[WHAT IS ASKED]:
Please lay out the lines from the one containing "the green grass" through the end of the rows as a Markdown table with the columns Number and Content. Leave out any blank lines.
##### INFORMATION SUPPLIED
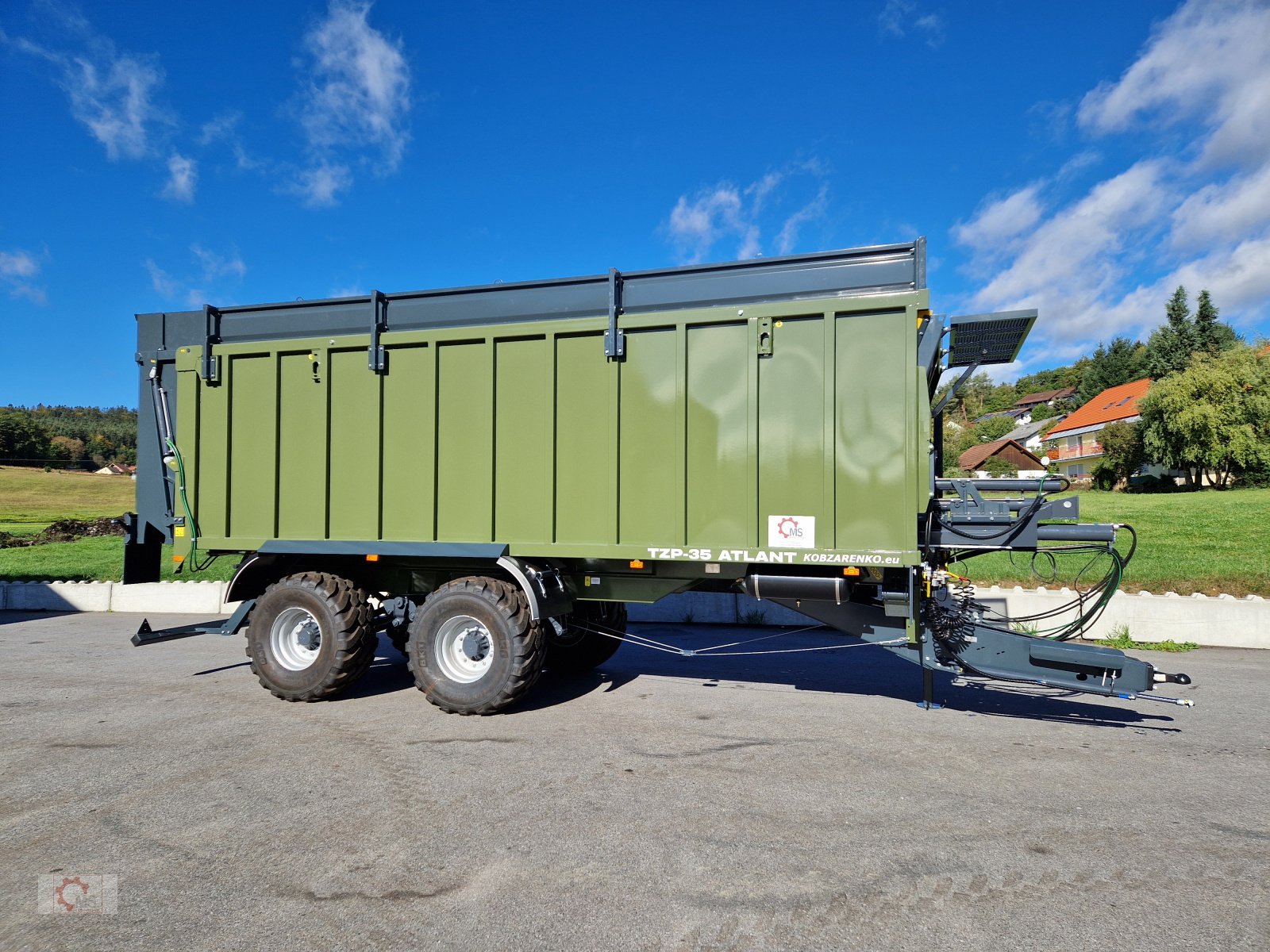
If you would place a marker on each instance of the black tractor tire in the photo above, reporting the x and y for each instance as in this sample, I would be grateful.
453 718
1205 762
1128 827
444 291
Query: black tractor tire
310 636
474 649
575 645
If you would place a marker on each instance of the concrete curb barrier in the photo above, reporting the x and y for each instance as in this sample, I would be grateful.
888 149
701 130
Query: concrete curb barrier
158 598
1223 621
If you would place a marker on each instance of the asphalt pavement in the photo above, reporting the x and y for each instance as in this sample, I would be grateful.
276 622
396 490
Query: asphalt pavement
664 803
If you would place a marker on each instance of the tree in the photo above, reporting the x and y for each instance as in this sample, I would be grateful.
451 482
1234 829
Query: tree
956 441
1213 416
67 448
1170 346
1122 362
1210 334
22 440
996 466
1123 454
992 428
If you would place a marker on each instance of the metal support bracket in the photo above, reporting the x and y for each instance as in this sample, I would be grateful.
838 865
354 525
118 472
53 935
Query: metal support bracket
211 362
230 626
379 359
954 389
615 340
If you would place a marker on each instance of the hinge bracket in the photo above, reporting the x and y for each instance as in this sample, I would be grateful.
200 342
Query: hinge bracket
378 357
211 370
615 340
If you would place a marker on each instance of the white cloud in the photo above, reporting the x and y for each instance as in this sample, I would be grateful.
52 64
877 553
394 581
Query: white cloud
216 274
696 226
216 266
1223 213
321 184
1199 215
899 18
725 213
1001 220
162 281
111 92
1210 61
813 209
182 178
17 270
356 95
220 127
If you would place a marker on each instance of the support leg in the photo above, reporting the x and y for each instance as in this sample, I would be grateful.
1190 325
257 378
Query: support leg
929 691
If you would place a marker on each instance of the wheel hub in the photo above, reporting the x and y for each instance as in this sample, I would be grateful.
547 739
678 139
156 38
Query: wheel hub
295 639
464 649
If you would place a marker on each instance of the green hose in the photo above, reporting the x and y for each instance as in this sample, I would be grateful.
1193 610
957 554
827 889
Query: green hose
184 503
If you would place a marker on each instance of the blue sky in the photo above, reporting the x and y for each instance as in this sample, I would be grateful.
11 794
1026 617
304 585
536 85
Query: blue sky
1083 159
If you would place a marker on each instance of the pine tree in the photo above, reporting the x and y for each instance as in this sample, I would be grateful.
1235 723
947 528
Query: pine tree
1172 344
1206 324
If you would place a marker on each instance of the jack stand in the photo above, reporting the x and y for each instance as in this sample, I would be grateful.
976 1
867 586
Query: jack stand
927 701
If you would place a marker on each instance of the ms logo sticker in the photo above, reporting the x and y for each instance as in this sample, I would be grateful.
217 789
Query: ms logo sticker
791 532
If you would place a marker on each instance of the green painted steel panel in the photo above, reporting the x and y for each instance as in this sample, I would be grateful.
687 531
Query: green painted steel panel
651 423
211 452
353 505
791 447
721 505
874 433
465 442
533 440
302 446
253 443
521 422
410 444
586 493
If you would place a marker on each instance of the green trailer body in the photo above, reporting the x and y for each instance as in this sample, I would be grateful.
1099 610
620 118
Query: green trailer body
695 447
761 427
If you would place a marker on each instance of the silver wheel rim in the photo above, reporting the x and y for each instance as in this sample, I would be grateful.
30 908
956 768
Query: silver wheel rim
464 649
295 639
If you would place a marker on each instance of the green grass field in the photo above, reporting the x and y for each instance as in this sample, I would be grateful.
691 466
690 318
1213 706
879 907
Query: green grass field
1208 543
31 499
##########
[SOLUTION TO THE EXERCISE]:
| Number | Content |
|---|---|
| 1 | If you would place a marker on each instance of the green grass field in the photo above, reporting the x and y for each instance as in this sample, I would be grateful. |
| 2 | 691 466 |
| 3 | 690 318 |
| 4 | 1213 706 |
| 5 | 879 907 |
| 6 | Query: green grass field |
| 7 | 1208 543 |
| 8 | 31 499 |